:: Task goal ::
Find where "the cyclist in" appears in the records below, then return that line and every later line exactly, stopping only at the last line.

:: Material for this exercise ::
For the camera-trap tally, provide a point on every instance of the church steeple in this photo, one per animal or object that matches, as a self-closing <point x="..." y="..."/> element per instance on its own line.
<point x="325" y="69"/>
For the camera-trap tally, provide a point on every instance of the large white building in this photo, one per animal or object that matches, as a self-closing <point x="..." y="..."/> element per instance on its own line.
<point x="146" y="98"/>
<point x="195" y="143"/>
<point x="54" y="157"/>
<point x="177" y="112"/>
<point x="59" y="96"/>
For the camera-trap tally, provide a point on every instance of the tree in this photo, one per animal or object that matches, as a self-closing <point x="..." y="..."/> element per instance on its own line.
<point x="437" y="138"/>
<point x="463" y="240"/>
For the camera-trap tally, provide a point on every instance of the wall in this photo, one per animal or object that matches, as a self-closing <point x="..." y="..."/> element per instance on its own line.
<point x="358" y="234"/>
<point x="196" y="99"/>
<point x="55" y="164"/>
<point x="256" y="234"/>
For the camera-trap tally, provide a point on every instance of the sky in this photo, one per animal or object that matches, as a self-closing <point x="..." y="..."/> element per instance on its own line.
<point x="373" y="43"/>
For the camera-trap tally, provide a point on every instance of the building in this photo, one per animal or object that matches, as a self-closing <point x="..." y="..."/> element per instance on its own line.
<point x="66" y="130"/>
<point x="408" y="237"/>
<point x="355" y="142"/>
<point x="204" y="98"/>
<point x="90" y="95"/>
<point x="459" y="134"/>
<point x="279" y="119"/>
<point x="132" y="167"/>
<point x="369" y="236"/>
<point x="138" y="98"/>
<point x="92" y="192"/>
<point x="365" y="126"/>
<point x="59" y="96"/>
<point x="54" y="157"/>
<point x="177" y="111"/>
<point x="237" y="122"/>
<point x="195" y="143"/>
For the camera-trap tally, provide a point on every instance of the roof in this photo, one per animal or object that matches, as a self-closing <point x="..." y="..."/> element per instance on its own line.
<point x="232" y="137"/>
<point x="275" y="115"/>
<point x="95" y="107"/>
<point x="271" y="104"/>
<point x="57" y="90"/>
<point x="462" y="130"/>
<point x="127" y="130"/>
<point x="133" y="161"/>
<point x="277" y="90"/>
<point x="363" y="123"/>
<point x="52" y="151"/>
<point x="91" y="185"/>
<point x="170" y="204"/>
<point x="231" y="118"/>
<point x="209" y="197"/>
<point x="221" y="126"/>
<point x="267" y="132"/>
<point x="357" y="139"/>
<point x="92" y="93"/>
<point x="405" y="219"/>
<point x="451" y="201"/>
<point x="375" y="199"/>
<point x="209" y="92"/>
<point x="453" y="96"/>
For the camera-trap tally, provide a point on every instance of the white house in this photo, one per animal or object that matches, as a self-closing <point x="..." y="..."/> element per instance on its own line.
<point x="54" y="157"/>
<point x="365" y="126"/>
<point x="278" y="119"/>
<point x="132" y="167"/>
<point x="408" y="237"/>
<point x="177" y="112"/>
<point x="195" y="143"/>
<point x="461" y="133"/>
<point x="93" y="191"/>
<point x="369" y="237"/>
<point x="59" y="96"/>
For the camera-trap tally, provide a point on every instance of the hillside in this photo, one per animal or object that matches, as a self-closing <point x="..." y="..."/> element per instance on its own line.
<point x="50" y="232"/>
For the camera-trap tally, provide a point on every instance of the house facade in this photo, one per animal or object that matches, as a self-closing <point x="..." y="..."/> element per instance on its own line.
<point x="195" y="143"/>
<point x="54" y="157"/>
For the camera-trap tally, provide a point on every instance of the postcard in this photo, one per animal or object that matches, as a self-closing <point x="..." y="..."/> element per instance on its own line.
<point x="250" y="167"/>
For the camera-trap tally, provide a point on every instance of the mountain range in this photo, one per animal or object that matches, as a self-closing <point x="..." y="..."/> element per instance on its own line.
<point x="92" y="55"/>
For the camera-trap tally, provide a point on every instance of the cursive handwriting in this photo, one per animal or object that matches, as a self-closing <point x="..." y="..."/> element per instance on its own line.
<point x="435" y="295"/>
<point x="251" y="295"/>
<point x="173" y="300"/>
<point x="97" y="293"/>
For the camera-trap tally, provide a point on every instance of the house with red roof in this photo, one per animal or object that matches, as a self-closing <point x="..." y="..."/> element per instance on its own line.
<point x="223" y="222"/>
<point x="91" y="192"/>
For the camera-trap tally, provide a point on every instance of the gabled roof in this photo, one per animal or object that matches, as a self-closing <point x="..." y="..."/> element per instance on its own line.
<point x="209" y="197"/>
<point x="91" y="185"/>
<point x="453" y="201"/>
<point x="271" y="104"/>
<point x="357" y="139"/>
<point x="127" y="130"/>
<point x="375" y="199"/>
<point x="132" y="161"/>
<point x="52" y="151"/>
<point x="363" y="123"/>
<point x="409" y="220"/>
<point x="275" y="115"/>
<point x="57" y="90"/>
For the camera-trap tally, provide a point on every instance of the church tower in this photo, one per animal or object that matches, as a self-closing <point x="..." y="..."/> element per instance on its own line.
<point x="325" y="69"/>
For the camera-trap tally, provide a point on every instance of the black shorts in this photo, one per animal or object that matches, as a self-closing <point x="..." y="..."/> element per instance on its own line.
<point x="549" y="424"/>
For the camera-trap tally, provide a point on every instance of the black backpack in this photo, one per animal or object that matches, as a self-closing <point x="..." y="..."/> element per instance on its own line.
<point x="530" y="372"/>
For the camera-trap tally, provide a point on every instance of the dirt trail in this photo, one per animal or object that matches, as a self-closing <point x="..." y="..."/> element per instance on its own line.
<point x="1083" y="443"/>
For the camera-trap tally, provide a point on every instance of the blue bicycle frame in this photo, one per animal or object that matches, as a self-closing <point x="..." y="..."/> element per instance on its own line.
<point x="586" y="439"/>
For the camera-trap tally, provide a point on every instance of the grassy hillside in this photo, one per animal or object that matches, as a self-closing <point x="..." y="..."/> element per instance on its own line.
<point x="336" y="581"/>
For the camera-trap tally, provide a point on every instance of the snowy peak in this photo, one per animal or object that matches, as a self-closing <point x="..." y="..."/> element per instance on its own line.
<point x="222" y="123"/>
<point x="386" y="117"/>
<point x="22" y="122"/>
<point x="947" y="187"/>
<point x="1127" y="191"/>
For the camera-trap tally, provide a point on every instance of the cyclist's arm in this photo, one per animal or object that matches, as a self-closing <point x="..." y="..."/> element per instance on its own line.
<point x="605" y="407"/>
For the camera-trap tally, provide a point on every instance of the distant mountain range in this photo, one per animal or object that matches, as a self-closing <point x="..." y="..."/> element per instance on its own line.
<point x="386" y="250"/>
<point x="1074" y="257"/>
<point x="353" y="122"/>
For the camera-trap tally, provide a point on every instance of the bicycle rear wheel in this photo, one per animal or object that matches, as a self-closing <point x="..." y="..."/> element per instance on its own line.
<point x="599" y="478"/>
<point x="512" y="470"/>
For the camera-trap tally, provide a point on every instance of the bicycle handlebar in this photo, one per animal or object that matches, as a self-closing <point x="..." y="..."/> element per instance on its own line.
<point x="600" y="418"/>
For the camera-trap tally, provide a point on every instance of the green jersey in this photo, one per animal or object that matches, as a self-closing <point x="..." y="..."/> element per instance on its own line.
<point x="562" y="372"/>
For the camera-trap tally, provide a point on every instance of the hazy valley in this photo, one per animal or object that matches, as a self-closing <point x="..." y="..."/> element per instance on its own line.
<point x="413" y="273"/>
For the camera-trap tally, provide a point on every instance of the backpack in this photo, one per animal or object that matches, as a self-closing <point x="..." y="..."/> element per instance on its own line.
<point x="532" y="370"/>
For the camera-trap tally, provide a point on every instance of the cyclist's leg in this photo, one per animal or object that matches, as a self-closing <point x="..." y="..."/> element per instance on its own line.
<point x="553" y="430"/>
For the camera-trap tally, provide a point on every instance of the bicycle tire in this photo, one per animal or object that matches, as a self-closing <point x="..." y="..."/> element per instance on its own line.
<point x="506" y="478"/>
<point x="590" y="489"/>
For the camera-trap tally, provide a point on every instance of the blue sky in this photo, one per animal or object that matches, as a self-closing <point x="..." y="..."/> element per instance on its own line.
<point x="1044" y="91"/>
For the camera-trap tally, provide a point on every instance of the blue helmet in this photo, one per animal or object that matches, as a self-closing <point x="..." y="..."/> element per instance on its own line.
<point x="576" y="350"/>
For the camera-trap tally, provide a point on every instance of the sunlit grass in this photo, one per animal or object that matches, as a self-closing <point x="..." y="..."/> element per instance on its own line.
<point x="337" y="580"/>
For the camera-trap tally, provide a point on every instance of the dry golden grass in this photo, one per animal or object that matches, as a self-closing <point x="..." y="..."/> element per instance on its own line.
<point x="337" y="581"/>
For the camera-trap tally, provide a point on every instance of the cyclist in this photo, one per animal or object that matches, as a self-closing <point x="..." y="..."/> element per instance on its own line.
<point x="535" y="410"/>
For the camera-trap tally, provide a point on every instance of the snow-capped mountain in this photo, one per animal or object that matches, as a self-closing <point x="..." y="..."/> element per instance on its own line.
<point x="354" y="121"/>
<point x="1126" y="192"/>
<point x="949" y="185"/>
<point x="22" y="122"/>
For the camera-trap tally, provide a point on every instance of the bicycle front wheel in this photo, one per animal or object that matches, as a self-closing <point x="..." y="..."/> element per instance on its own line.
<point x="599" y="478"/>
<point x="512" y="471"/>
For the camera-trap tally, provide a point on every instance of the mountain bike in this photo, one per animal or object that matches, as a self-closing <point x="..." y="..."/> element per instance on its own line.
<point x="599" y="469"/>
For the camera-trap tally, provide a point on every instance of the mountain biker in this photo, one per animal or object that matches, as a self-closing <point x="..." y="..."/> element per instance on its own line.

:: Answer to this problem ::
For the camera-trap tally, provide a point on every instance of the cyclist in this photo, one per animal or object that matches, as a self-closing <point x="..." y="..."/> element per instance on its own line.
<point x="535" y="410"/>
For the camera-trap tally, provide a point on every instance of the snow-capped mountain in this photo, one per animal or object that matches, as a self-closing <point x="..." y="..."/> element per instance on its own line.
<point x="354" y="121"/>
<point x="1126" y="192"/>
<point x="949" y="185"/>
<point x="22" y="122"/>
For the camera-trap tally, provide a point on every instance of the bicycle front wheel in this photo, one per animal or object that matches, as a self-closing <point x="..." y="..."/> element per instance on its own line.
<point x="599" y="478"/>
<point x="512" y="471"/>
For the camera-trap tally, provide a point on every instance of the mountain bike in this photo, one per animal or object that matches, as a self-closing <point x="..." y="..."/> element per instance on its own line.
<point x="599" y="469"/>
For the camera-trap tally, provide a point on every instance of the mountain biker in this photo, one per animal or object that matches, as a self-closing <point x="..." y="..."/> element per instance on its own line.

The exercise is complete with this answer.